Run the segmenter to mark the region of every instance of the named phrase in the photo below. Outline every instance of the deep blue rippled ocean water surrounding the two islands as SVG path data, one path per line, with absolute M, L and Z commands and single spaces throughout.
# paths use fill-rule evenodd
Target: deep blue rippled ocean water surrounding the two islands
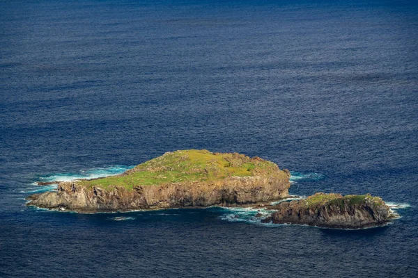
M 417 54 L 415 1 L 1 1 L 0 277 L 416 277 Z M 338 231 L 24 206 L 191 148 L 409 207 Z

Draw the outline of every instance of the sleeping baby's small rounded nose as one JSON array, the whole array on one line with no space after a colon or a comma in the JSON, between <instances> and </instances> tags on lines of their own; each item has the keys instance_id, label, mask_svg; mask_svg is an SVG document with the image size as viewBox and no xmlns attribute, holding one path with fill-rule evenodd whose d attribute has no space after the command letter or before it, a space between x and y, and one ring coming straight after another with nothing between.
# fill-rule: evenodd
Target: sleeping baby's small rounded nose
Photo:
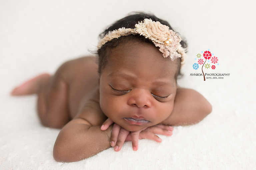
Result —
<instances>
[{"instance_id":1,"label":"sleeping baby's small rounded nose","mask_svg":"<svg viewBox=\"0 0 256 170\"><path fill-rule=\"evenodd\" d=\"M128 105L136 106L138 108L142 108L142 107L150 108L151 107L150 98L152 98L152 95L150 92L148 92L144 89L136 89L131 92L130 92L131 96L128 100Z\"/></svg>"}]
</instances>

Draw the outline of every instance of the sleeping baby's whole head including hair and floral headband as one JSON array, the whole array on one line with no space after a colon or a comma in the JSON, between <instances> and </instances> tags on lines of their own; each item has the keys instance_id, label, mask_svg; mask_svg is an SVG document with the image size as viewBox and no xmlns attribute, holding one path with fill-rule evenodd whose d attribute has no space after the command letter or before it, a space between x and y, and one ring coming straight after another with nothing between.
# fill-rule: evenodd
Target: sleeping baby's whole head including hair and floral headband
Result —
<instances>
[{"instance_id":1,"label":"sleeping baby's whole head including hair and floral headband","mask_svg":"<svg viewBox=\"0 0 256 170\"><path fill-rule=\"evenodd\" d=\"M166 26L171 29L166 21L137 13L114 23L99 43L101 109L129 131L159 124L173 110L186 43L169 29L158 38L147 36L150 25L153 34L157 33L154 24L160 31Z\"/></svg>"}]
</instances>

## Goal of the exercise
Search the entries above for the word "Draw" and copy each line where it appears.

## Your response
Draw the outline of every instance of the sleeping baby's small rounded nose as one JSON array, the whole array on one line with no space after a colon or a comma in the JSON, between <instances> and </instances> tags on lines of their own; each item has the keys instance_id, label, mask_svg; mask_svg is an SVG document with the image size as viewBox and no xmlns attribute, holding one path with fill-rule evenodd whose d attribute has no space after the command letter or before it, a space between x and y, and one ring coming straight after another with nothing between.
Draw the outline of every instance of the sleeping baby's whole head including hair and floral headband as one JSON array, the whole array on one line with no space after a colon or a comma in the JSON, between <instances> and </instances> tags on lines of their own; each item has the keys instance_id, label, mask_svg; mask_svg is an SVG document with the image size as viewBox and no xmlns attribute, holding one path with fill-rule evenodd whose d attribute has no space after the command letter or before it, a space between x and y, and one ring coming straight after another with nothing between.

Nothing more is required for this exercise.